Thursday, November 28, 2013

How Big a Problem is Match Fixing in Football?

British newspapers are reporting that 6 people have been arrested in the UK accused of fixing multiple, low-tier football matches. The story was first reported by The Telegraph.

One notable aspect of the current arrests is that one of the accused is a former Premier League player, Delroy Facey who played 14 games for Bolton back in 2002. The phrases "match fixing" and "Premier League" in such close quarters will get anyone's attention. However, Facey is currently playing for the Albion Sports FC of the Northern Counties East Football League, pretty far removed from the Premier League.

Even so, the arrests raise an important question: how significant are the threats to football integrity are match fixers?

The Telegraph article included excerpts of an undercover discussion with one of the key fixers arrested this week, and it suggests a limited reach with respect to top flight football:
The Telegraph was approached by an undercover investigator with links to Fifa, who had been gathering evidence against suspected Asian match fixers offering to operate in Britain.

During undercover meetings in Manchester earlier this month, the fixer told the former Fifa investigator that he could pay referees and players to manipulate the results of games.

However, during the course of the conversations about English matches, the fixer also said that he could rig matches “all over” the world, except in Singapore where the penalties are very high.

--

- _WHAT YOU NEED TO DO_
• A. In the match fixing article, how many games did Delroy Facey play for Bolton?
• B. Write out the part of the match fixing article from "One notable aspect" up to and including "are match fixers?".

--

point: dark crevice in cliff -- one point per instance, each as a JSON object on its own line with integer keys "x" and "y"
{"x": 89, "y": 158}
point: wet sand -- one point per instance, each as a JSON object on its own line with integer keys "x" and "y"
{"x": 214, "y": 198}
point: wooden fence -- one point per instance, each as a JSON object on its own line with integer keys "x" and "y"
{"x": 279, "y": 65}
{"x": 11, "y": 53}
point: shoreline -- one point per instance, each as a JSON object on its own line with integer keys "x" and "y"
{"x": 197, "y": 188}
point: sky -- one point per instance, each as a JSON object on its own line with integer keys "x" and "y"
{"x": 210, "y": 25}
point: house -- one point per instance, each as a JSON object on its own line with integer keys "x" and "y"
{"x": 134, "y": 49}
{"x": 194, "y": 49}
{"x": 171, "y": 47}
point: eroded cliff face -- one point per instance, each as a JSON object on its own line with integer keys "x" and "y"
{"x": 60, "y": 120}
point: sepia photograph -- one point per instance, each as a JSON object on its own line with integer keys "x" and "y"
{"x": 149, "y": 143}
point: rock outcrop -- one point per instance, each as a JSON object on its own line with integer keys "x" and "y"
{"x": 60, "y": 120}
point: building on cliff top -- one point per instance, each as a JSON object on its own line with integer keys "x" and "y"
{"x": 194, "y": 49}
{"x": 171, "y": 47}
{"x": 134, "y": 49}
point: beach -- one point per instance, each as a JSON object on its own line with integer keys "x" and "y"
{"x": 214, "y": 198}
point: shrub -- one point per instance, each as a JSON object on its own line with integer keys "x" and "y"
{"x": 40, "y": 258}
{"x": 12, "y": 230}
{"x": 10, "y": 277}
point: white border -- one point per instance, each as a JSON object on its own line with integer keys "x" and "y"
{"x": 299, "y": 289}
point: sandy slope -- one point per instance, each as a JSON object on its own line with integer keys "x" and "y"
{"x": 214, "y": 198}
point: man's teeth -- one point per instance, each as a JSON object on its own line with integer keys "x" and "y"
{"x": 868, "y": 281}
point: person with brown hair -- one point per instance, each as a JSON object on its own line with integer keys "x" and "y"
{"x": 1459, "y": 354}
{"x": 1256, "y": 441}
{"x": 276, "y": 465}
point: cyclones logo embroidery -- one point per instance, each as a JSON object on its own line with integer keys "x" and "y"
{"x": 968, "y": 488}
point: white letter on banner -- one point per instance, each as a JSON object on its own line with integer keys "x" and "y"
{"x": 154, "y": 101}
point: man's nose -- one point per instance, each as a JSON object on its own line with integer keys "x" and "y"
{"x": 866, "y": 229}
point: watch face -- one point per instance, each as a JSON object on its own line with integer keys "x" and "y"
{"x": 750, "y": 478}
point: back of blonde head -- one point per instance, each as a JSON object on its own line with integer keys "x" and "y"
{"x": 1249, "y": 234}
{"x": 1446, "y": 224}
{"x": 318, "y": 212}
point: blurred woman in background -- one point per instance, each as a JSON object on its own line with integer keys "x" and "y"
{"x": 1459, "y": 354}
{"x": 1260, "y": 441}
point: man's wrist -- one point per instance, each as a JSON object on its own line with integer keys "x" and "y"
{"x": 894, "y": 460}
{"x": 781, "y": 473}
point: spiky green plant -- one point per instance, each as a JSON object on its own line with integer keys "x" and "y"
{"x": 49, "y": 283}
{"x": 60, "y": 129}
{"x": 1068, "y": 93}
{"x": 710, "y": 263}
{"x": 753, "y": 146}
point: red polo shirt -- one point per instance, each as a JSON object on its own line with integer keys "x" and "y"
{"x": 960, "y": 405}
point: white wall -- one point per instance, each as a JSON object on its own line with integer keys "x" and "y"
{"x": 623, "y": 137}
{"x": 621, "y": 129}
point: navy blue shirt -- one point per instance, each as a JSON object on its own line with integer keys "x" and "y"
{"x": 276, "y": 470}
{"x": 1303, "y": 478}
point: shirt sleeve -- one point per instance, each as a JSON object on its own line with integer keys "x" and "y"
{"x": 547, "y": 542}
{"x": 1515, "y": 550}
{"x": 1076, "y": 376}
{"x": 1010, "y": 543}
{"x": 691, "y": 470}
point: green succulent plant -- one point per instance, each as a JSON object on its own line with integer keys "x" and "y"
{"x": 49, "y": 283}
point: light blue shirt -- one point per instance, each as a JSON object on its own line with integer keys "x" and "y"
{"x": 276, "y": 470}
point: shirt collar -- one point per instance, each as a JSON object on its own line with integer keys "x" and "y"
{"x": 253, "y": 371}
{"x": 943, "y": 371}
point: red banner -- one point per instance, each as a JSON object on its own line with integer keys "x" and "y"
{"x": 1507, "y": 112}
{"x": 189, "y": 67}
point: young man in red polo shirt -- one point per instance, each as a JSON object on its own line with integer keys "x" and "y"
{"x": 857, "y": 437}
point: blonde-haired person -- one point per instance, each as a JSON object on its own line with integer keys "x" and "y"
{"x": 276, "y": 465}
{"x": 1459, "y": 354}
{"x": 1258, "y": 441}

--

- _RESULTS OF THE TASKS_
• A. 14 games, back in 2002.

• B.
One notable aspect of the current arrests is that one of the accused is a former Premier League player, Delroy Facey who played 14 games for Bolton back in 2002. The phrases "match fixing" and "Premier League" in such close quarters will get anyone's attention. However, Facey is currently playing for the Albion Sports FC of the Northern Counties East Football League, pretty far removed from the Premier League.

Even so, the arrests raise an important question: how significant are the threats to football integrity are match fixers?